## EXERCISE BRIEF
Take the entries below and give them back exactly. Leave out nothing.

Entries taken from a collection
....

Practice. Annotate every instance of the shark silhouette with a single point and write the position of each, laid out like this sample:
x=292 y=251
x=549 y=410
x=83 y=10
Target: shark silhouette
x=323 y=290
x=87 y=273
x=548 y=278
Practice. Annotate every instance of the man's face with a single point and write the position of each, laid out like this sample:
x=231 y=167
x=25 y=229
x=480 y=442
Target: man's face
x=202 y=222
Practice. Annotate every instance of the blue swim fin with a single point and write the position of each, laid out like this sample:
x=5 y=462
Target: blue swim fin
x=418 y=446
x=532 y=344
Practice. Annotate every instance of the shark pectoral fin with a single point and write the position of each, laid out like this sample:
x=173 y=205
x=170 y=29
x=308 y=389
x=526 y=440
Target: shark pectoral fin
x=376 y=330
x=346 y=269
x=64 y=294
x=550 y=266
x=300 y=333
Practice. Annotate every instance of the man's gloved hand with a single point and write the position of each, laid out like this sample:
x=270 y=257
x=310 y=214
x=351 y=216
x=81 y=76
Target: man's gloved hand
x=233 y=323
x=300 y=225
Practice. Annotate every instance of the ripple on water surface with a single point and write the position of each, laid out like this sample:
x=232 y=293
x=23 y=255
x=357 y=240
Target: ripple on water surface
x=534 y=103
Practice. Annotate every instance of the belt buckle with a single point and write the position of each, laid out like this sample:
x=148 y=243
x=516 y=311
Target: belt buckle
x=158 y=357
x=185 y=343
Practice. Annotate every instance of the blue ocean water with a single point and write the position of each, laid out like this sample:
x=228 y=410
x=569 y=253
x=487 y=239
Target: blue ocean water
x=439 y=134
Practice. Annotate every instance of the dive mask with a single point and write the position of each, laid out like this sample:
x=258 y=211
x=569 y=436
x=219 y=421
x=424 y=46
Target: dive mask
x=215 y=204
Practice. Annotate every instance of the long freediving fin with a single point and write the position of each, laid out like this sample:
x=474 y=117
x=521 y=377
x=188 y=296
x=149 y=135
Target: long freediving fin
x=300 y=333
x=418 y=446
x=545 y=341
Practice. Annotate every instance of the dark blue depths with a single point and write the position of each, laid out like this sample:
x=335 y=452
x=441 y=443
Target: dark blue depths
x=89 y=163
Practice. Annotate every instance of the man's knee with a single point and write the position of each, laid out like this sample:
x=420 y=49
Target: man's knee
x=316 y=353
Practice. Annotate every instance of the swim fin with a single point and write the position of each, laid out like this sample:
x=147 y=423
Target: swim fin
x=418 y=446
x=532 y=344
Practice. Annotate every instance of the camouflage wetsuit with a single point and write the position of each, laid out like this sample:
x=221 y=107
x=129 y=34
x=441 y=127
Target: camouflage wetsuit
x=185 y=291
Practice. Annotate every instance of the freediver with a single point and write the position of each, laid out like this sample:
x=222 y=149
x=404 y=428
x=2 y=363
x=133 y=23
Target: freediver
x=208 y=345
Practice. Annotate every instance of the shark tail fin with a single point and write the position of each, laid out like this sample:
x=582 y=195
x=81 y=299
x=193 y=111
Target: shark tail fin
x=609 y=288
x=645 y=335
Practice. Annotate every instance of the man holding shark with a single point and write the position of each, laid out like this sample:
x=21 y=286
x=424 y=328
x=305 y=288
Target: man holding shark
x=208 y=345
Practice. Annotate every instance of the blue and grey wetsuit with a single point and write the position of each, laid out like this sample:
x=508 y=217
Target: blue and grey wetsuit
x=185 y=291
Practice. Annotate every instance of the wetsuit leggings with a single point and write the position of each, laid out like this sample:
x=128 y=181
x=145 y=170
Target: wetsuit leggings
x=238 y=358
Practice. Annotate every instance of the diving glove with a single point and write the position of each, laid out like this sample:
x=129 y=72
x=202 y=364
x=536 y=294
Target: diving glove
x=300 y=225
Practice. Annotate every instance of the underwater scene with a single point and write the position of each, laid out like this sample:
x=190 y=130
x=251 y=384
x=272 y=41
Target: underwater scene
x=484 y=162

....

## OUTPUT OF THE EXERCISE
Practice. Annotate every instance of the shark silhouette with a single point and write the position of each, laid out like this sample:
x=292 y=251
x=549 y=410
x=83 y=10
Target: shark silhouette
x=323 y=290
x=87 y=273
x=548 y=278
Practice. Annotate every instance of the man's face with a single point and write the position of each, laid out like this sample:
x=231 y=167
x=25 y=229
x=480 y=442
Target: man's face
x=202 y=222
Practice. Annotate every instance of the blue swim fin with a single point and write the position of each, laid out like this sample:
x=5 y=462
Target: blue swim fin
x=418 y=446
x=532 y=344
Practice. Annotate every instance of the shark pectoral fin with a single point and write the position of each, laid out like this sample:
x=173 y=205
x=170 y=29
x=308 y=389
x=526 y=440
Target: shark pectoral fin
x=376 y=330
x=346 y=269
x=64 y=294
x=550 y=266
x=300 y=333
Practice. Annotate every instance of the man's gloved hand with a single point and write the position of each, laid out like this sample:
x=270 y=257
x=310 y=214
x=351 y=216
x=81 y=76
Target: man's gloved hand
x=233 y=323
x=300 y=225
Practice. Annotate every instance of the ripple on water surface with a single point and write the position of each, laid out like this sample:
x=232 y=293
x=23 y=255
x=357 y=240
Target: ripple on water surface
x=534 y=103
Practice. Annotate every instance of the belt buckle with a single point and write the position of each, laid out like this sample:
x=148 y=243
x=516 y=311
Target: belt buckle
x=158 y=357
x=185 y=343
Practice. Annotate every instance of the blue ocean water with a single point and write the position of each, laid out like this sample:
x=228 y=410
x=569 y=253
x=487 y=239
Target: blue ocean water
x=439 y=134
Practice. Annotate every instance of the dive mask with a single point and write the position of each, laid out like this sample:
x=258 y=211
x=569 y=436
x=219 y=421
x=424 y=46
Target: dive mask
x=215 y=204
Practice. Annotate every instance of the long freediving fin with a single point and write the position of each, laid out like this sample:
x=474 y=117
x=521 y=377
x=188 y=296
x=149 y=135
Target: long freediving fin
x=300 y=333
x=418 y=446
x=545 y=341
Practice. Annotate every instance of the dark blue depths with a single point and write the position of each, laid out like this sample:
x=335 y=452
x=441 y=443
Target: dark blue depths
x=89 y=163
Practice. Annotate every instance of the man's knee with a single point and write the position of each, laid out like this sample:
x=420 y=49
Target: man's knee
x=316 y=353
Practice. Annotate every instance of the swim fin with a single point and write the position of each, laid out like this sample:
x=147 y=423
Target: swim fin
x=418 y=446
x=532 y=344
Practice. Annotate every instance of the camouflage wetsuit with a single point and write the position of each, laid out like this sample:
x=221 y=107
x=129 y=34
x=441 y=127
Target: camouflage wetsuit
x=185 y=291
Practice. Annotate every instance of the freediver with a single point and write the position of each, laid out like this sample:
x=222 y=149
x=404 y=428
x=2 y=363
x=133 y=23
Target: freediver
x=208 y=345
Practice. Annotate every instance of the shark tail fin with a single point and write the position of each, laid out like this sample:
x=582 y=195
x=81 y=299
x=193 y=111
Target: shark tail fin
x=609 y=288
x=645 y=335
Practice. Annotate every instance of the man holding shark with a single point and write the position of each, laid out like this sample:
x=21 y=286
x=424 y=328
x=305 y=288
Target: man holding shark
x=208 y=345
Practice. Annotate every instance of the blue and grey wetsuit with a single point and write the position of each, laid out like this sample:
x=508 y=217
Target: blue and grey wetsuit
x=185 y=291
Practice. Annotate every instance of the wetsuit leggings with a single point and write the position of each, laid out like this sample:
x=128 y=181
x=145 y=170
Target: wetsuit leggings
x=238 y=358
Practice. Annotate every instance of the diving glove with a single point and write the position of each, laid out like this sample:
x=129 y=72
x=202 y=364
x=536 y=294
Target: diving glove
x=300 y=225
Practice. Annotate every instance of the underwater scene with a single point and write the position of each, laid out like this sample:
x=190 y=130
x=251 y=384
x=272 y=41
Target: underwater scene
x=484 y=162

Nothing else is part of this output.